--- start of SOURCE DATA ---
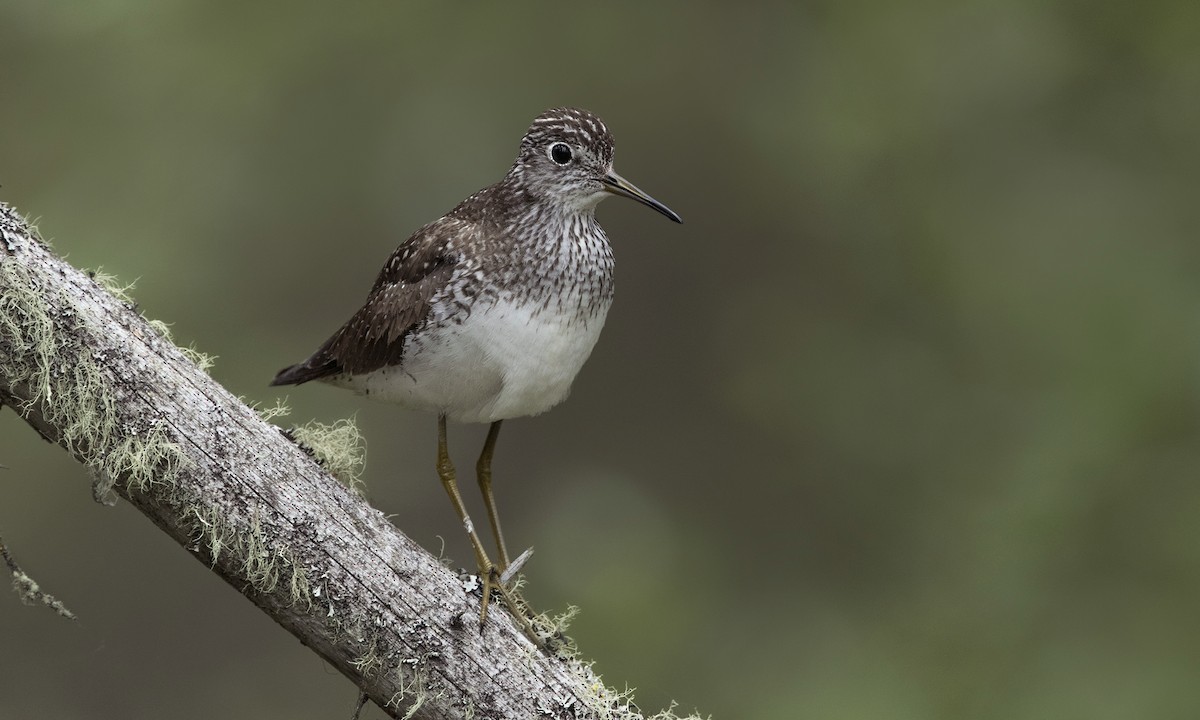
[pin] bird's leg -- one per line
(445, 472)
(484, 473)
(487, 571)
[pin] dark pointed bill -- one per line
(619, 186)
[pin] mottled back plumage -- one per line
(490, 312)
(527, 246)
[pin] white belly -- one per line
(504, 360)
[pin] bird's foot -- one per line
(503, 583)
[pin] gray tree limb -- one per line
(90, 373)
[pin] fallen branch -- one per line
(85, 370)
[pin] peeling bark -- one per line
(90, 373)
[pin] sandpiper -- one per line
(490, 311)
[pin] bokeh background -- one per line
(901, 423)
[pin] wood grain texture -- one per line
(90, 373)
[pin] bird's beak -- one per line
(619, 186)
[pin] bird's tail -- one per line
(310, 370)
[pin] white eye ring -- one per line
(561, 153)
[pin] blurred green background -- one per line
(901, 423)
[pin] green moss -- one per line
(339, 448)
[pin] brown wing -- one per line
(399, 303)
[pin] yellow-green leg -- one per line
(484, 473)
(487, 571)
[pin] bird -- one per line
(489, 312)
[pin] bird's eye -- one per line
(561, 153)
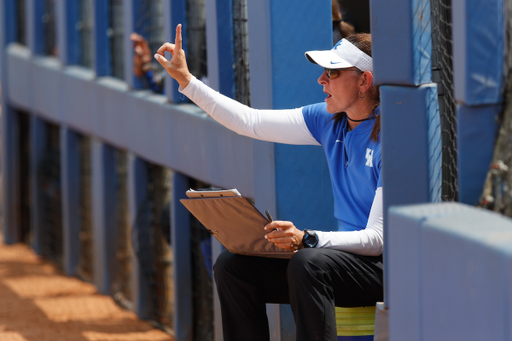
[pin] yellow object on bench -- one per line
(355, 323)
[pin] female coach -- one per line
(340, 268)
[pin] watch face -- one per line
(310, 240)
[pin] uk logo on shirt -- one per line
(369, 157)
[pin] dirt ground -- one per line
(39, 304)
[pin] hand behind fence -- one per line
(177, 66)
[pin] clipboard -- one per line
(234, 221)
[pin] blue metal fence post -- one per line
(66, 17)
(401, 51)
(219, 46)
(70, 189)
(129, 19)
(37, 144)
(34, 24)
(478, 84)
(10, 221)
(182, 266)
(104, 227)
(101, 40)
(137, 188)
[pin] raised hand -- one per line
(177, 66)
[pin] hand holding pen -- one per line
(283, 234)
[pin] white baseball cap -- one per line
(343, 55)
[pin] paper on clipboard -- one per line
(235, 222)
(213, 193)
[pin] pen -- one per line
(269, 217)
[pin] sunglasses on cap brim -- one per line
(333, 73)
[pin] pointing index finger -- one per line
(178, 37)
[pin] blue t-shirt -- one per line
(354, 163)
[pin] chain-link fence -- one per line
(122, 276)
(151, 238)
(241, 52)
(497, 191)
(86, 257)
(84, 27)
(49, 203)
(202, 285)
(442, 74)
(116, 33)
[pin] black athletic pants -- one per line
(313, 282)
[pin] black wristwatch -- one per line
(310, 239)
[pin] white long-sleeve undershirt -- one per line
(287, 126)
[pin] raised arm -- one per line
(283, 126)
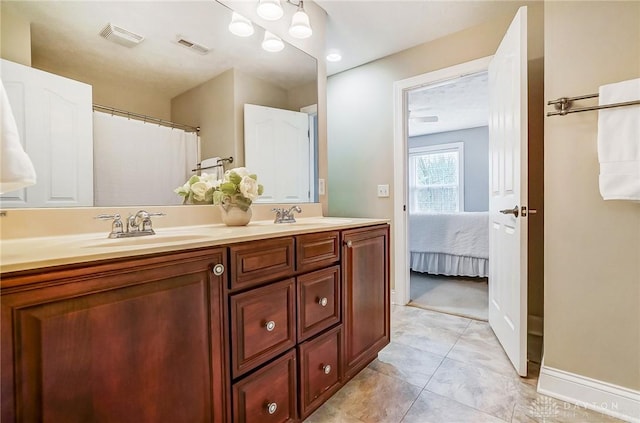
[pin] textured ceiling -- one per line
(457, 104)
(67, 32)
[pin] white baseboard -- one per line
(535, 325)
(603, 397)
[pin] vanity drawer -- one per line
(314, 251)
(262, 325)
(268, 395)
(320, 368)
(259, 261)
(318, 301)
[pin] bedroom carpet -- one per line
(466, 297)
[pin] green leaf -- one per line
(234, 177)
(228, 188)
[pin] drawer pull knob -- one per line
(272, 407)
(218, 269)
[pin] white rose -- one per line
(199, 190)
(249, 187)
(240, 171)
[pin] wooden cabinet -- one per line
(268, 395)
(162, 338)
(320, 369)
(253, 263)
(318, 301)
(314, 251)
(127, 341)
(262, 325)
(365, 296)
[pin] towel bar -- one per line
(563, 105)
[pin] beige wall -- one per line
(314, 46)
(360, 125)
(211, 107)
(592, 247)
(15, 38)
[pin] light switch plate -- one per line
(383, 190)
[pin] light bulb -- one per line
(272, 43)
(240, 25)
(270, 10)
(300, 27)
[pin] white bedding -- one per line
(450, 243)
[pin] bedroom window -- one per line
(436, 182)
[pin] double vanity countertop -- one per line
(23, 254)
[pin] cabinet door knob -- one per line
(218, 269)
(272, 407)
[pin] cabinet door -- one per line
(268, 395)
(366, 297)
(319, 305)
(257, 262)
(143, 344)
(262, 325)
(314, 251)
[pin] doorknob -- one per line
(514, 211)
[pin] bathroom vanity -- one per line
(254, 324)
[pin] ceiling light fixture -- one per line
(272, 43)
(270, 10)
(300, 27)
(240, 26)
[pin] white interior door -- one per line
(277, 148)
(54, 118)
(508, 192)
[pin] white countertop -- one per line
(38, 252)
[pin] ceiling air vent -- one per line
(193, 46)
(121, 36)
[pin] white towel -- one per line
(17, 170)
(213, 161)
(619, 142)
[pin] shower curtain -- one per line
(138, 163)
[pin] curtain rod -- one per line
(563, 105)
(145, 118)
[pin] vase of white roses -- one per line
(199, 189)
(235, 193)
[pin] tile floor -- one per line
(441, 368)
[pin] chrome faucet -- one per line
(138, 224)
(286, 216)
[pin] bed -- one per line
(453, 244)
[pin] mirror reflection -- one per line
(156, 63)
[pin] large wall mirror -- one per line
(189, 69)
--- end of SOURCE DATA ---
--- start of SOURCE DATA ---
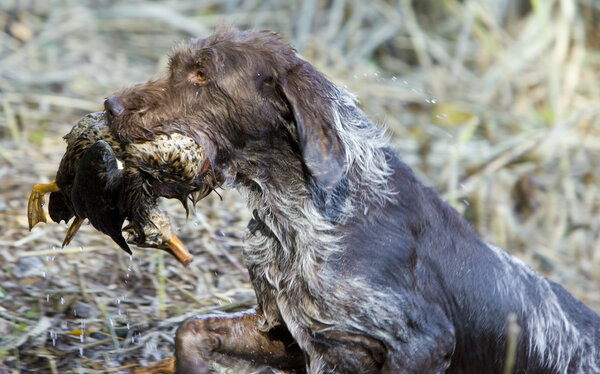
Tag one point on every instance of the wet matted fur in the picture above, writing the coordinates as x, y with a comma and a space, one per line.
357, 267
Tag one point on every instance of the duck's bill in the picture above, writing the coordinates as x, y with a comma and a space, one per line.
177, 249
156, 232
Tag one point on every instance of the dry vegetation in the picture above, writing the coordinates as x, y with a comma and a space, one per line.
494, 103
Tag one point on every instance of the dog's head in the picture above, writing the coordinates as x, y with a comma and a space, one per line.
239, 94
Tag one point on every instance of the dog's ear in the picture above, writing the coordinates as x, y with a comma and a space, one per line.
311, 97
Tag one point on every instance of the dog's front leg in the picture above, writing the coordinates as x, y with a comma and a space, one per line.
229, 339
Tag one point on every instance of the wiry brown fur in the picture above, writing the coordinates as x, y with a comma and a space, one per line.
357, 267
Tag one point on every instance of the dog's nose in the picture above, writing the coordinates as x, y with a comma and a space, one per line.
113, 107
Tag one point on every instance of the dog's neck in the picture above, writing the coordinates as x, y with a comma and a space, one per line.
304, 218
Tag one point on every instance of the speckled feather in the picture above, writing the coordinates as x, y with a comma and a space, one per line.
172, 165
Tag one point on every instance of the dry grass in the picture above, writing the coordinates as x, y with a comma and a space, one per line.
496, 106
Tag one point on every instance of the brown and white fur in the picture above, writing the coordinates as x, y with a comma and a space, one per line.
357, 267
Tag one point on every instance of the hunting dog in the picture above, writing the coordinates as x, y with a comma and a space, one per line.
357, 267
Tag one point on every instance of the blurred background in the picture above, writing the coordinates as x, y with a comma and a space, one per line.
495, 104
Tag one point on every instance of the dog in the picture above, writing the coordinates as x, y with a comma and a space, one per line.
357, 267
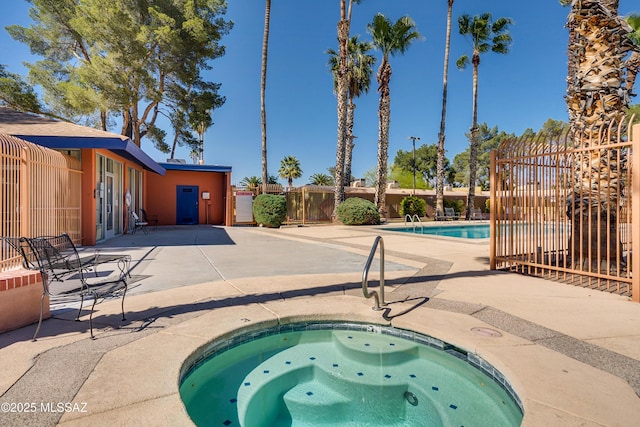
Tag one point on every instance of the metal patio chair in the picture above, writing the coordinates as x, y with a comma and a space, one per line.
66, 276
--- end of SOURCE DATA ---
--- start of SOURCE DATA ---
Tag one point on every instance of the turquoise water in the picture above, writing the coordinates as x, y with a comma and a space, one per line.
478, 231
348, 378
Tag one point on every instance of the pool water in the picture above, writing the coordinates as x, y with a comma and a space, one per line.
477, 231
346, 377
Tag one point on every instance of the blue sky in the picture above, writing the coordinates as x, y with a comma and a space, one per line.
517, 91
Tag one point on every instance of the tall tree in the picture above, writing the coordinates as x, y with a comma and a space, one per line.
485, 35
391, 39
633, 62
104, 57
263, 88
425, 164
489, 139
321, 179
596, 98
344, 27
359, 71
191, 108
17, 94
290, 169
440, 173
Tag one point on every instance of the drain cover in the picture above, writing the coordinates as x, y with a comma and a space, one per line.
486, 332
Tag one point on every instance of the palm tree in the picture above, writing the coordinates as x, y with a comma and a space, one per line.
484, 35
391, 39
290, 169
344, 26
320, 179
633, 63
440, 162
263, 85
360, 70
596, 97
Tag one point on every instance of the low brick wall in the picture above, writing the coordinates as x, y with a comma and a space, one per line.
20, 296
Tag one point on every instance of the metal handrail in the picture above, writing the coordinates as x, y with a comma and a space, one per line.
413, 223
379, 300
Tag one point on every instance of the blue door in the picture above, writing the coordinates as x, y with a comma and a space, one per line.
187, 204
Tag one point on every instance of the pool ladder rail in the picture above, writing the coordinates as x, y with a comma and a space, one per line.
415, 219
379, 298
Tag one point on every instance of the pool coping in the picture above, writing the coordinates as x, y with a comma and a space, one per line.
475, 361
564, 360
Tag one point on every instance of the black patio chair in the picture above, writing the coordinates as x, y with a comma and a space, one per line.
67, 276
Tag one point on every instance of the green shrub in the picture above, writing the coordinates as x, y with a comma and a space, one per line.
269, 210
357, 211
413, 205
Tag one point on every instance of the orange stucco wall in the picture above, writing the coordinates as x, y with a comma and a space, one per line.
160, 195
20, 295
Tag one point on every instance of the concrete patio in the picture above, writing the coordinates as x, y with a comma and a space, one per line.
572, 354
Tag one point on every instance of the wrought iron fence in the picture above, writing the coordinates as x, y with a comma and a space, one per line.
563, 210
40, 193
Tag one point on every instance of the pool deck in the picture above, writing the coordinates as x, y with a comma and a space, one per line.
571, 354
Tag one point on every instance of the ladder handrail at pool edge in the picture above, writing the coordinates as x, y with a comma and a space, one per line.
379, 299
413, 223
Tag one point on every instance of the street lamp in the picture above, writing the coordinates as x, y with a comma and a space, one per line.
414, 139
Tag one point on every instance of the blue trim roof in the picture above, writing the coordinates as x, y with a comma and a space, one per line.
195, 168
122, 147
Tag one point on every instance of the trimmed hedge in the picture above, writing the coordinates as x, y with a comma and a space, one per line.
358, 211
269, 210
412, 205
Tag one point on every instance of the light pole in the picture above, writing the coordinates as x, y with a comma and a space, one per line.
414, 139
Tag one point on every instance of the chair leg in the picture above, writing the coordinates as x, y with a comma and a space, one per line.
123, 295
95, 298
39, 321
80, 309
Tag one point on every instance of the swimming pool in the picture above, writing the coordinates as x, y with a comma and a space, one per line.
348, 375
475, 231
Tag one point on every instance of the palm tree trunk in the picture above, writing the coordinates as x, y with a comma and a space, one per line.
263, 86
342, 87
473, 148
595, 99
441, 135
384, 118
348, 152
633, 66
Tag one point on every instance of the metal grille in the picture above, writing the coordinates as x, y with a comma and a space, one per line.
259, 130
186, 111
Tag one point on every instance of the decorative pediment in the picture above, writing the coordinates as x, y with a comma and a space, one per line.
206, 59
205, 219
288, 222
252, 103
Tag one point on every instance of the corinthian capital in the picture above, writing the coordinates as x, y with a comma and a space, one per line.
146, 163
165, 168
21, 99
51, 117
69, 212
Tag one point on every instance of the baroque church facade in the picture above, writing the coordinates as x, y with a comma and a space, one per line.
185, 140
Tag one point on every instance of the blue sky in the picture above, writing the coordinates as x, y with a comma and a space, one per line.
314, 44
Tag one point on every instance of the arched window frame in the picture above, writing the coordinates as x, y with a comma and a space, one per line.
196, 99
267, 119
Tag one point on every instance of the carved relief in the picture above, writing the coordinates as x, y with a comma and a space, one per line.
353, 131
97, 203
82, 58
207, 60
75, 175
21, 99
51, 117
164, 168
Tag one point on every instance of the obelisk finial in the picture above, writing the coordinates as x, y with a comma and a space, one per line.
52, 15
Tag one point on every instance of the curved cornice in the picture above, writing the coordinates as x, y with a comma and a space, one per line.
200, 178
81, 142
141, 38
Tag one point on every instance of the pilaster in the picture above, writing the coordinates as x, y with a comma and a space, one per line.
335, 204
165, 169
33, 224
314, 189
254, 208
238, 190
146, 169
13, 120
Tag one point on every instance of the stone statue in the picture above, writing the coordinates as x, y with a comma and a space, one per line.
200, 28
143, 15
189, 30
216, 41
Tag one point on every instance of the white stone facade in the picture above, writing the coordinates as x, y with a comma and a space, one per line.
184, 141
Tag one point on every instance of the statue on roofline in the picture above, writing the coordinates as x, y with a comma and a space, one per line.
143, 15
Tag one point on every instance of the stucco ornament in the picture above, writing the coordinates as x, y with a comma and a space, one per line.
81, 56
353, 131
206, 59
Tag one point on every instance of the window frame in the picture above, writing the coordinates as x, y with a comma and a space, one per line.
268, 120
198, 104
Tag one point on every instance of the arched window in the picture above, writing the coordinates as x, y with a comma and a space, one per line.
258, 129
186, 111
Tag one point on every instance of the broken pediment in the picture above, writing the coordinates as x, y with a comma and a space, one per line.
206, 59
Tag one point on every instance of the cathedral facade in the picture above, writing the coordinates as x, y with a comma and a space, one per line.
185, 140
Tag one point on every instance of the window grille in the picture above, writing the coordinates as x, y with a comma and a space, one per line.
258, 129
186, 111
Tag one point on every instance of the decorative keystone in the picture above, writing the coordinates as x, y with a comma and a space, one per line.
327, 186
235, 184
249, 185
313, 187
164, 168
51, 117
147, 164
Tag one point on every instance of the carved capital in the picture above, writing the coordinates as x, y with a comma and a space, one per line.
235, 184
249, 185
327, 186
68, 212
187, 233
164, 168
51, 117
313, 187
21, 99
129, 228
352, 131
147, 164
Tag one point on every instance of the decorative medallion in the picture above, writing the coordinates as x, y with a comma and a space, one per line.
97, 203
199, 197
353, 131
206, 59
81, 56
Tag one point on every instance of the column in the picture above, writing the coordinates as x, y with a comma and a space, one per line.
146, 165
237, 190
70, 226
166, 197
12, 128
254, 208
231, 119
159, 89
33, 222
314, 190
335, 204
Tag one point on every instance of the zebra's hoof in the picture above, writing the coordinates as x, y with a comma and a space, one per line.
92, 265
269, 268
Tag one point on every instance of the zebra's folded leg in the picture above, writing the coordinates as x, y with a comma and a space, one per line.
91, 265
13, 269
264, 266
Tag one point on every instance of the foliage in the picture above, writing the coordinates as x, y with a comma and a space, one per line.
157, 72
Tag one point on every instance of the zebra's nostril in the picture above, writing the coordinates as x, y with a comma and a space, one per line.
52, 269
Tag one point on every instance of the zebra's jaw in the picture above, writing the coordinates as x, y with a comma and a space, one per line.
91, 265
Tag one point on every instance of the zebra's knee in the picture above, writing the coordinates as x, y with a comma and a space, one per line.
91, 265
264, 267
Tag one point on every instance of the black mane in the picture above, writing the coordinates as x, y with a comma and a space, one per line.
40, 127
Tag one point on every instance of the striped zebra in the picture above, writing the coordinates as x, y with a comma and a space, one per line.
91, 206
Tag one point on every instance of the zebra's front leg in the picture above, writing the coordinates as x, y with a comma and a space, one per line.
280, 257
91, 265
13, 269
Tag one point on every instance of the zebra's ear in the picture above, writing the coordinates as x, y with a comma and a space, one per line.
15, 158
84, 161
--- end of SOURCE DATA ---
List every line above that contains the word "patio", copying each one in full.

Tag one point on every instance of the metal patio chair in the picture above, writing the coordinates as x, y with a comma and a space, one per line.
Tag one point on every instance of the black patio chair in the picture above, writing the coordinates as x, y with a comma and a space, one per line.
Tag one point on every instance of the concrete patio in the picture above, writing the coordinates as x, y with a comma and a space, one per line.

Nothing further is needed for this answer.